Consigne A: Résumez le texte fourni en deux phrases.

Texte fourni:

Reporter photographe par passion, Bruno Rivière a assuré la rédaction en chef d’Aéroports Magazine pendant près de 25 ans. Il a également enseigné le journalisme en faculté. Spécialiste du transport aérien, il a rejoint Aerobuzz en janvier 2011. Bruno Rivière réalise des reportages et des recensions de livres.

View Comments

  • L’histoire authentique des lignes méconnues de l’Aéropostale
    Le succès des contes de fée, c’est comme au gré des mots une l’histoire qui s’agence dans notre imaginaire. C’est la lecture elle-même, c’est le récit qui prend corps au fil de son récit. C’est des lieux, des temps, des événements, dans un monde extraordinaire. On se passionne pour le héro de conte, on le vénère, on le jalouse. C’est comme si nous avions besoin de cela pour nous évader du quotidien de notre vie. Les histoires mignonnes adoucissent notre quotidien. Les livres aident ainsi, tout comme les fêtes, à créer des couleurs vives que la nature n’aurait pas inventées. Le héro est souvent orphelin, abandonné, rejeté, miséreux. Il se bat et il réussit toujours. Le héro, c’est Youri Gagarine, un fils de fermier, un ouvrier lui-même ainsi choisi, envoyé dans une capsule autour de la terre et qui revient vivant. La fin est belle, toujours, je crois.

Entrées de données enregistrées

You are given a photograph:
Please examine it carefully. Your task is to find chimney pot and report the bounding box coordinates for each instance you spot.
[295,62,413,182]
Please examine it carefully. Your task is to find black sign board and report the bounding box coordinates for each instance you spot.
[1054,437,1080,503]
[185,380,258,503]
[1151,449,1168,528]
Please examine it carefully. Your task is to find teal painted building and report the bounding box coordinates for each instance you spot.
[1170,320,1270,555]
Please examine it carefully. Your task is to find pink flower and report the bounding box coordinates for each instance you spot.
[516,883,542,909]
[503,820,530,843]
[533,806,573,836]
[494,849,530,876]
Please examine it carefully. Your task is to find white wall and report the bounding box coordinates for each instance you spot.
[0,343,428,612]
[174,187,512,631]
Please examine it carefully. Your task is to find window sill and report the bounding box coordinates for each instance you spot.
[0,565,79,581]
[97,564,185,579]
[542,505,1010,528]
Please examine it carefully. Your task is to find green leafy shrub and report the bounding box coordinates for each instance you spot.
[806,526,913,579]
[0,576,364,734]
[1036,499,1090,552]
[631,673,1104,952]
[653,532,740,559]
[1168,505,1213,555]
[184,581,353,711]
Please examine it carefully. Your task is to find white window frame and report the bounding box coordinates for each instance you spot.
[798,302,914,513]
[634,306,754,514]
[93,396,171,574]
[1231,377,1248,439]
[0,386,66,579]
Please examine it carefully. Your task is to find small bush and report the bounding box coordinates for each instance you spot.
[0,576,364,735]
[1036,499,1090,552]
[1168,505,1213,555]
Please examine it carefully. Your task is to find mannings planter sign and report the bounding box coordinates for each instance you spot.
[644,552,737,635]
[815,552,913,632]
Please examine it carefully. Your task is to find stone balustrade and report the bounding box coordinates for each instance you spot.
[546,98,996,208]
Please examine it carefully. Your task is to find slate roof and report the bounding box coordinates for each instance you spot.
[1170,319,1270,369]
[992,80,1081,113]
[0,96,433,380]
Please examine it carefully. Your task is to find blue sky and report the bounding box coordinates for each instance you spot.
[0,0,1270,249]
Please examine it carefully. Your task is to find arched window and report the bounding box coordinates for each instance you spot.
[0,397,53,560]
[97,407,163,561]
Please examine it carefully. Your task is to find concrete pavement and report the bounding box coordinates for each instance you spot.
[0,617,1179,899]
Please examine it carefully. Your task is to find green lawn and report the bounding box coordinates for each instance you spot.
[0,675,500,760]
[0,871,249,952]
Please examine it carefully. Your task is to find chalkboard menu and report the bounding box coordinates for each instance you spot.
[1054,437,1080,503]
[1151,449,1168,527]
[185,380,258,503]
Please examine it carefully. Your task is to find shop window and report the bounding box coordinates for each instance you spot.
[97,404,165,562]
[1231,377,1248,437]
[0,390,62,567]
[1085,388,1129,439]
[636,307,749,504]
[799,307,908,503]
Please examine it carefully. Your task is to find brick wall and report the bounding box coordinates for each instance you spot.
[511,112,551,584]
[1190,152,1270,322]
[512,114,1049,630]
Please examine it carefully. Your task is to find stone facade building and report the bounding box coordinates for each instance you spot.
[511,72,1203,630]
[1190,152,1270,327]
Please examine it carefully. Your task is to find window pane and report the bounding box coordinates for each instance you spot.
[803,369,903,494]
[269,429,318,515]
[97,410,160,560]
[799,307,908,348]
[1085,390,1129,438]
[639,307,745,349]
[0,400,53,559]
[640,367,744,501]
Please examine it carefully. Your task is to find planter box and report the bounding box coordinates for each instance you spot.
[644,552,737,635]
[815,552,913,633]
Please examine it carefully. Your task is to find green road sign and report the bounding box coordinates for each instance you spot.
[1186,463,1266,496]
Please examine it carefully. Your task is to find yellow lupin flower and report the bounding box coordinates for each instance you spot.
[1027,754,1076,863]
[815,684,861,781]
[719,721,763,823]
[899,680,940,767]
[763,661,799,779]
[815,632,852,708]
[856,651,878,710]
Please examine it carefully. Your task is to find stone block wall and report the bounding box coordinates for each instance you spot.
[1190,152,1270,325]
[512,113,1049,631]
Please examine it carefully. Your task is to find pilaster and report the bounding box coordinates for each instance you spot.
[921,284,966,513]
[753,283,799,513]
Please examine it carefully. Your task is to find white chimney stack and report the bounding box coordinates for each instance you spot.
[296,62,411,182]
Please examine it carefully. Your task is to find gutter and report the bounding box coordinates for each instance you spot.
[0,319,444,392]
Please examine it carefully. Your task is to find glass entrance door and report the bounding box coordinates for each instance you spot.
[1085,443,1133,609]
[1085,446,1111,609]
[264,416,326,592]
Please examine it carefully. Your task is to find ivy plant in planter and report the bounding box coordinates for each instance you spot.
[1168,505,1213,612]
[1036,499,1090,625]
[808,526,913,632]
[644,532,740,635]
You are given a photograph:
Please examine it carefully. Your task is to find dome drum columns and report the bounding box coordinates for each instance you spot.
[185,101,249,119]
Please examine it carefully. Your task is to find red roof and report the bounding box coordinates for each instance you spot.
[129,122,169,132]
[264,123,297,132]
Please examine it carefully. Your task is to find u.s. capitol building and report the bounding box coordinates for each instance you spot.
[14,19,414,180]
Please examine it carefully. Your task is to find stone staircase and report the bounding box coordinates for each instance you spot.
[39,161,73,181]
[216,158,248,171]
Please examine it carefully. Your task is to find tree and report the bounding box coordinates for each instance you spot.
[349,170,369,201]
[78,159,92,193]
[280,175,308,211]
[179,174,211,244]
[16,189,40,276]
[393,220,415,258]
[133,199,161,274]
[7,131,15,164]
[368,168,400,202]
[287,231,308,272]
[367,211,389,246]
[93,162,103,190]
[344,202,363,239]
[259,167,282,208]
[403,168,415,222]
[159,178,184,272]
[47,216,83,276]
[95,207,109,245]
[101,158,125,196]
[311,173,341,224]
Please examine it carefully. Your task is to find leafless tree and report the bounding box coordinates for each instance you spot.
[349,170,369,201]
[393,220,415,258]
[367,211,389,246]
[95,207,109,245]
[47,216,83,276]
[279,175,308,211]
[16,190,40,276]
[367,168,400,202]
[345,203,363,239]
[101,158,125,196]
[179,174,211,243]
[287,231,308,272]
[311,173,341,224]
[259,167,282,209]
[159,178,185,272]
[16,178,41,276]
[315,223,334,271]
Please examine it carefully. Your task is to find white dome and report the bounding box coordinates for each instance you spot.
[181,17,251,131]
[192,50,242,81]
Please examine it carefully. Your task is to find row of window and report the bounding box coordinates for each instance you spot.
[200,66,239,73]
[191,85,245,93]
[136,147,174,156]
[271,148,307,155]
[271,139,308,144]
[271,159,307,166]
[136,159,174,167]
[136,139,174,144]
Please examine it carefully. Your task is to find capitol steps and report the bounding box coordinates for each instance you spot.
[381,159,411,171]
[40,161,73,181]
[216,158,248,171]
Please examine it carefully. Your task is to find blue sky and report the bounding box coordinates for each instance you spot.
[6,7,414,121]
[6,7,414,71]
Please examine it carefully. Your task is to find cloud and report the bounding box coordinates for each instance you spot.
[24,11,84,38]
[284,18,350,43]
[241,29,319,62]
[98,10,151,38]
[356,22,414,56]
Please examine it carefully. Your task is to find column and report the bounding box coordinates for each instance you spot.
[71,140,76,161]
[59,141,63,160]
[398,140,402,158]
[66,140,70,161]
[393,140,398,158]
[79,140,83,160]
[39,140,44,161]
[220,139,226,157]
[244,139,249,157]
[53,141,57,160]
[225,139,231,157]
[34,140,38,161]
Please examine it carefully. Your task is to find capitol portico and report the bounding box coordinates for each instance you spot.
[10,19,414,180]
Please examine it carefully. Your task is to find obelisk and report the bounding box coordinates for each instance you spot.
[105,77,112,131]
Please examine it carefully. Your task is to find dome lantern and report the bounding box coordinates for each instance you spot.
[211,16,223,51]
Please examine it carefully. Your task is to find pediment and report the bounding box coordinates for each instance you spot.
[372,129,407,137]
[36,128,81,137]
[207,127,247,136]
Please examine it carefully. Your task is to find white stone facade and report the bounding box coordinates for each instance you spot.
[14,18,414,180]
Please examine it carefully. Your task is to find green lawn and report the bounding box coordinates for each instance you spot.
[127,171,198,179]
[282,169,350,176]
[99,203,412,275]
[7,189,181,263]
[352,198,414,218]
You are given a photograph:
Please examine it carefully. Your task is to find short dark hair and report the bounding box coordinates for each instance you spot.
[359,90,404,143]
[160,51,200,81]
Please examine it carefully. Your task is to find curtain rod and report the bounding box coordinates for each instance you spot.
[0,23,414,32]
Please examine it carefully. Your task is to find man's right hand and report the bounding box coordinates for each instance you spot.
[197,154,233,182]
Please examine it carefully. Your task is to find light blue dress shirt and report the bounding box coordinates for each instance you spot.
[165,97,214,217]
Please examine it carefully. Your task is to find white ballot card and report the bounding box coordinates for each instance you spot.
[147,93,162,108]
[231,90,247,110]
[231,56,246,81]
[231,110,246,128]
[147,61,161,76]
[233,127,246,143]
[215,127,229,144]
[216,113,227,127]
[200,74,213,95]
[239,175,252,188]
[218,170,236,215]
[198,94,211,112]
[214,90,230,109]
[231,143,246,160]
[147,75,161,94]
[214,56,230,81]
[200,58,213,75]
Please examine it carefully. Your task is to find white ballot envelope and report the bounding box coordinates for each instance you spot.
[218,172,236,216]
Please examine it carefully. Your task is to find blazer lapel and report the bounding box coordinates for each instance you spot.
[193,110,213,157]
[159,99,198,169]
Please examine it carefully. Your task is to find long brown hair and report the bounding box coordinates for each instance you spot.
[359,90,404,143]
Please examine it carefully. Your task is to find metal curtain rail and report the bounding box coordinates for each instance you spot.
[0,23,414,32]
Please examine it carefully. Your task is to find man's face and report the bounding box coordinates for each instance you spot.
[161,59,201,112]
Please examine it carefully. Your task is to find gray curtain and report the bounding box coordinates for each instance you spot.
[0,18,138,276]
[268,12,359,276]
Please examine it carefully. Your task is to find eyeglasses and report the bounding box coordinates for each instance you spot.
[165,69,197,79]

Consigne B: Citez, s’il vous plaît, la liste depuis son tout début jusqu’à la ligne contenant "[1170,320,1270,555]", ces deux limites comprises.

Réponse A: Reporter photographe par passion et spécialiste du transport aérien, Bruno Rivière a assuré la rédaction en chef d’Aéroports Magazine pendant près de 25 ans, a enseigné le journalisme en faculté et a rejoint Aerobuzz en janvier 2011, où il réalise des reportages et des recensions de livres. Sous le titre « L’histoire authentique des lignes méconnues de l’Aéropostale », un passage évoque le succès des contes, qui nous aident à nous évader du quotidien, et leur héros souvent orphelin ou rejeté qui se bat et réussit toujours, comme Youri Gagarine, envoyé dans une capsule autour de la terre et revenu vivant.

Réponse B:
You are given a photograph:
Please examine it carefully. Your task is to find chimney pot and report the bounding box coordinates for each instance you spot.
[295,62,413,182]
Please examine it carefully. Your task is to find black sign board and report the bounding box coordinates for each instance you spot.
[1054,437,1080,503]
[185,380,258,503]
[1151,449,1168,528]
Please examine it carefully. Your task is to find teal painted building and report the bounding box coordinates for each instance you spot.
[1170,320,1270,555]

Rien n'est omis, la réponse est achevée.